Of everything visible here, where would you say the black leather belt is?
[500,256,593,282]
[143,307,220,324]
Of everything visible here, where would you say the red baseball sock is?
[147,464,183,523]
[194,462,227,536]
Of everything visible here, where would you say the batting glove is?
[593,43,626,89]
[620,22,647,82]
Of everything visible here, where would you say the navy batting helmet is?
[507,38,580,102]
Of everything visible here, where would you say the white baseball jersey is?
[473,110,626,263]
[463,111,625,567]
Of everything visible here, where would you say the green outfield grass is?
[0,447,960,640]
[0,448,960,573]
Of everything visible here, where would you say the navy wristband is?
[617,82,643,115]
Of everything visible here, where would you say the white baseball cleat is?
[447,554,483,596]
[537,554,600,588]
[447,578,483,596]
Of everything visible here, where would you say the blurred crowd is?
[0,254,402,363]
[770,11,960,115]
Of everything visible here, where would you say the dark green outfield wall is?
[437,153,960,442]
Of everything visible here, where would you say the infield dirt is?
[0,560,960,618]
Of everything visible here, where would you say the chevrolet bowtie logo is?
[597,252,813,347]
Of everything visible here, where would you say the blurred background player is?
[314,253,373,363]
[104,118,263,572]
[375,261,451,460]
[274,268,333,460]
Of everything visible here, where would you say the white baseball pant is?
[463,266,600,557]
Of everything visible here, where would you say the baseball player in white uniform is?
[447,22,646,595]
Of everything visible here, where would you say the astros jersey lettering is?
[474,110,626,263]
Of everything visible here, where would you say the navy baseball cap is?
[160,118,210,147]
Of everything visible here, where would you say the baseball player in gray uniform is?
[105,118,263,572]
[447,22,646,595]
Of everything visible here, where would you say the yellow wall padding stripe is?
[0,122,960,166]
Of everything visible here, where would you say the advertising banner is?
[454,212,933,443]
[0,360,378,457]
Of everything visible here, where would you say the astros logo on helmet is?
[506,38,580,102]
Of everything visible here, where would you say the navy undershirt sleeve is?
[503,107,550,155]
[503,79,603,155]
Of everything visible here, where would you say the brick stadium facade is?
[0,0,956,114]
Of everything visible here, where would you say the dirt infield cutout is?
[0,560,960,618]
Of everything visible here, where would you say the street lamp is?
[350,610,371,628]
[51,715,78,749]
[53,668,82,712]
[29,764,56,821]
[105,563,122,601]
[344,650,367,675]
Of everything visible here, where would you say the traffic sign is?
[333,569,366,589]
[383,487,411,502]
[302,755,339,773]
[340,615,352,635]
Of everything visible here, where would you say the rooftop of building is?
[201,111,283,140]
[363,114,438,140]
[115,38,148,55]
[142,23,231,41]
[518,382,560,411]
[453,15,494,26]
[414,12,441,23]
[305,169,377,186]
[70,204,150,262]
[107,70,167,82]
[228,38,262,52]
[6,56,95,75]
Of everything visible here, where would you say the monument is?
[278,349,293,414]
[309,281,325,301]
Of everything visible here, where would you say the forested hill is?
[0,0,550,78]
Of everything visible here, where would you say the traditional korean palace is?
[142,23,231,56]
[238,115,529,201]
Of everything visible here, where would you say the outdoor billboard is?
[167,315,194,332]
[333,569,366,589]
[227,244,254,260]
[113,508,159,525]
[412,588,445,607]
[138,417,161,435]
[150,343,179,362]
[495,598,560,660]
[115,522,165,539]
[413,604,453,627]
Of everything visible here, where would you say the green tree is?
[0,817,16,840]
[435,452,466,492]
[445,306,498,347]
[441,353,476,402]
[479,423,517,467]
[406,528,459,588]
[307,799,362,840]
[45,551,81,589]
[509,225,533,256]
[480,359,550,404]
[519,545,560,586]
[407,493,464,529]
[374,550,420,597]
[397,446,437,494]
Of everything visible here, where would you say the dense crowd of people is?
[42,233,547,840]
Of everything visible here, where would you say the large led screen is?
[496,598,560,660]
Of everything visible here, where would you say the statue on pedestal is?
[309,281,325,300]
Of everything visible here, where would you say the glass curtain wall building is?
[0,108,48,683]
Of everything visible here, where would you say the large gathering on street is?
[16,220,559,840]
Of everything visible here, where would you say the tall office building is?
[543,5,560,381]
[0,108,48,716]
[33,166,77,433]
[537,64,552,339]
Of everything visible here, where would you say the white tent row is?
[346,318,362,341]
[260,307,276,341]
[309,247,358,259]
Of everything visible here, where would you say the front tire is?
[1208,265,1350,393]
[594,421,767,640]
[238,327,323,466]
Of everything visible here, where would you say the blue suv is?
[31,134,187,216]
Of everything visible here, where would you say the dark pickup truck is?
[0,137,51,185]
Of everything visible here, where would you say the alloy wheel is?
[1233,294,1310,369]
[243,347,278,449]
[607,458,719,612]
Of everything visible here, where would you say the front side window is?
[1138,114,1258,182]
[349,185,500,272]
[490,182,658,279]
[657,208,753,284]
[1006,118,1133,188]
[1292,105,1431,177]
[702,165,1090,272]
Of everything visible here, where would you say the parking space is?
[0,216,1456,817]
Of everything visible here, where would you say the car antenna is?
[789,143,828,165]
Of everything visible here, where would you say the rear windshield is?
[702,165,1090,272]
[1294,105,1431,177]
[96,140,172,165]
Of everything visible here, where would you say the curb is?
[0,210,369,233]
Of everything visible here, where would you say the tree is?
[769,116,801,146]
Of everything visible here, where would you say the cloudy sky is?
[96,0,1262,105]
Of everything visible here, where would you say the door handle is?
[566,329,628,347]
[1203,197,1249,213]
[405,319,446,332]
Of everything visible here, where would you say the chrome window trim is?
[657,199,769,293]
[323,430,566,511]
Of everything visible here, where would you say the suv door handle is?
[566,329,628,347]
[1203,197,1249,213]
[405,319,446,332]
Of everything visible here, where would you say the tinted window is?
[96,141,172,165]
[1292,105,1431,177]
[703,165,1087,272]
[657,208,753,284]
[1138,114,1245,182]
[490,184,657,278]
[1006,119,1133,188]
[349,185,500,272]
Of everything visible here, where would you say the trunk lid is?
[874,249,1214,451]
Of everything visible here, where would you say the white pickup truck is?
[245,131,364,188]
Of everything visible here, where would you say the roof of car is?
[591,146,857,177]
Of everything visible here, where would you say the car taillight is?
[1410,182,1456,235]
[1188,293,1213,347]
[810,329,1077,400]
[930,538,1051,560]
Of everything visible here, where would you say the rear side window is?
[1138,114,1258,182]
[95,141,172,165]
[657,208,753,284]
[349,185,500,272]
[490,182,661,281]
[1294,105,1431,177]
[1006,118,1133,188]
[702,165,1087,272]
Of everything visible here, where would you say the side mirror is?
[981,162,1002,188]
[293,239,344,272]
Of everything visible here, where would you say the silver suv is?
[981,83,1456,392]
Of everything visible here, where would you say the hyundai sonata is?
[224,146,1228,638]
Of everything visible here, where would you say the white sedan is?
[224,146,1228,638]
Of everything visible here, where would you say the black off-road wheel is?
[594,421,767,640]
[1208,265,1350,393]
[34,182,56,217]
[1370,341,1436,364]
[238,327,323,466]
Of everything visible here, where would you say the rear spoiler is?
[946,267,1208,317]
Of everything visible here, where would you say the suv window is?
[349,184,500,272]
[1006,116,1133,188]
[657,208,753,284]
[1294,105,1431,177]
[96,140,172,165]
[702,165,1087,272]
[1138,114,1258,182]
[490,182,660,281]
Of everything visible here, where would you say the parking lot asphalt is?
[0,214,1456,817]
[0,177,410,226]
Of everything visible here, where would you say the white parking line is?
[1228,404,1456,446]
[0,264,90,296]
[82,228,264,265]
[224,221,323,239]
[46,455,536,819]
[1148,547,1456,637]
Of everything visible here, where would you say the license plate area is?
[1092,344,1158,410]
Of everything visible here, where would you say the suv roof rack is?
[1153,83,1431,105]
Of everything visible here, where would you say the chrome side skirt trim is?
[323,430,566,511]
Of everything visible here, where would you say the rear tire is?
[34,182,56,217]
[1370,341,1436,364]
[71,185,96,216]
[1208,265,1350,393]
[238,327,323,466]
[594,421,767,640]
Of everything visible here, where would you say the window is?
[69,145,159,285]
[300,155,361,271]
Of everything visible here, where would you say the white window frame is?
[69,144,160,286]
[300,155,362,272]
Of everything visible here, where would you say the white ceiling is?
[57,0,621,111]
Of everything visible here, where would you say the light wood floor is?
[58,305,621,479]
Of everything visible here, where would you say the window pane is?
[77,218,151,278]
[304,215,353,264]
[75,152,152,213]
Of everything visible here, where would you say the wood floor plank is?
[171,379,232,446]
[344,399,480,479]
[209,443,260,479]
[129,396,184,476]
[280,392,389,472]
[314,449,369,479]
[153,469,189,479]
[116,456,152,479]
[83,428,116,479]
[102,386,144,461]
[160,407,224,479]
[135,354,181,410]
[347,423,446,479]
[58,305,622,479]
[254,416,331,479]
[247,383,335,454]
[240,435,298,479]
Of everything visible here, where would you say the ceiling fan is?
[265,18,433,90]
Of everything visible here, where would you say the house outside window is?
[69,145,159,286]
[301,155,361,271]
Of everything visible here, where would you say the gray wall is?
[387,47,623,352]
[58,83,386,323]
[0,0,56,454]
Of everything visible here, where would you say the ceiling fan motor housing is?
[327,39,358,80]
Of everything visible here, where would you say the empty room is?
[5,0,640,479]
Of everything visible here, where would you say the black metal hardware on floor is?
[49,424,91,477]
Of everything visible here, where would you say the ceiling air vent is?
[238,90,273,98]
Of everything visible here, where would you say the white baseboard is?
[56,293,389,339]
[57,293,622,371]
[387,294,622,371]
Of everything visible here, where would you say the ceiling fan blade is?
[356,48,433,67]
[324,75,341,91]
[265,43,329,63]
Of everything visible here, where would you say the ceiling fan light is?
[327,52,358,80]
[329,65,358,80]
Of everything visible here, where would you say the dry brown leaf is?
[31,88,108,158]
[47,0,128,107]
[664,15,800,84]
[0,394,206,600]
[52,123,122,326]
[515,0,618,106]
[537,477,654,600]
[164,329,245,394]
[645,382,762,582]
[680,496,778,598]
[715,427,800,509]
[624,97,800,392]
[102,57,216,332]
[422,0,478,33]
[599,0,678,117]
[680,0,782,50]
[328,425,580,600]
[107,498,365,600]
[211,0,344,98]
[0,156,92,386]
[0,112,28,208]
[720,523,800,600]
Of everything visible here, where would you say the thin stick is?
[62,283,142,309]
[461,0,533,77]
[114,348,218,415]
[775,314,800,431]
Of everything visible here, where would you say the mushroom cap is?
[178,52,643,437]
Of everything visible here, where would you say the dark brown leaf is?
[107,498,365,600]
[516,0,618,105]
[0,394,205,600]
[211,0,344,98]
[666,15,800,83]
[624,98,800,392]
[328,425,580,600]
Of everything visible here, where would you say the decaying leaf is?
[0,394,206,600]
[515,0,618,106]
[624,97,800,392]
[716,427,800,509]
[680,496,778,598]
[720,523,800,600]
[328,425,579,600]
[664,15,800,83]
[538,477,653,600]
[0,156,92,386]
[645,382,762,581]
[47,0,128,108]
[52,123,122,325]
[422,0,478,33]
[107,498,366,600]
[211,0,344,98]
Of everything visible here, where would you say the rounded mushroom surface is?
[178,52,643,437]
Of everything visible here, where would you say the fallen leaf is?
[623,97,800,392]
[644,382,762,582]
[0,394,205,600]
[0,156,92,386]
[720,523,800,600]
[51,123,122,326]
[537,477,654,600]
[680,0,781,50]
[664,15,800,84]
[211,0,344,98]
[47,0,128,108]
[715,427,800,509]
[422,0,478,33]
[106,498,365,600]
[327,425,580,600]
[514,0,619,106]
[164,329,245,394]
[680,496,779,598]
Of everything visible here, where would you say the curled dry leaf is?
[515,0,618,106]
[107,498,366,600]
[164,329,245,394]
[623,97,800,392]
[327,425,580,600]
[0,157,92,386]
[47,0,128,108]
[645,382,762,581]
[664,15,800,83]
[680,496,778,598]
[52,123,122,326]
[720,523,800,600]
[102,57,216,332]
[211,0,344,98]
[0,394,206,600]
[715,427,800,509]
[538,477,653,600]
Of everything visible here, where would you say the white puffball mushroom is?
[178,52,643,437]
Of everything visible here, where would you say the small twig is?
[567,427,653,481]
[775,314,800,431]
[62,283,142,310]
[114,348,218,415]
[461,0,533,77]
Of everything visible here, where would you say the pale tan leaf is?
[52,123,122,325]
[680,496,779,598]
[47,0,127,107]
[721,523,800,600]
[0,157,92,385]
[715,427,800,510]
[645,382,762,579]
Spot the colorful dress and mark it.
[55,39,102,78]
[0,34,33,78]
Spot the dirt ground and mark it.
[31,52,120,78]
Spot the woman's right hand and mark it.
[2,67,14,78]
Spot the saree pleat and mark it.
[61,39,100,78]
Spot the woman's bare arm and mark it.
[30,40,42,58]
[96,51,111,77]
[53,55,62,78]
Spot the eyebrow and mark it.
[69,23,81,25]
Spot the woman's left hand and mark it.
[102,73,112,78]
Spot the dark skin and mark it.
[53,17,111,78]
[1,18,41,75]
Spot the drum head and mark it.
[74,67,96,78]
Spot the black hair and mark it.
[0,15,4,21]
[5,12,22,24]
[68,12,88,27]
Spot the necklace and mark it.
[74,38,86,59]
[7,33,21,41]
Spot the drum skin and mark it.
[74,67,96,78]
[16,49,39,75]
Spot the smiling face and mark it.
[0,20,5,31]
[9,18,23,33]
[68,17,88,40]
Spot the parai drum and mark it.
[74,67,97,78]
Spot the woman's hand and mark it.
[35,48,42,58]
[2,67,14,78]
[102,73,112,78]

• [WRITTEN TASK] Extract each line above that contains the word "player". Case counts, so uppercase and lowercase letters are distinct.

• [RESPONSE]
Of everything visible here, where would you say the blurred background player is?
Of everything visible here, where would you say the baseball player in white uniform is?
Of everything visible here, where would you say the baseball player in gray uniform is?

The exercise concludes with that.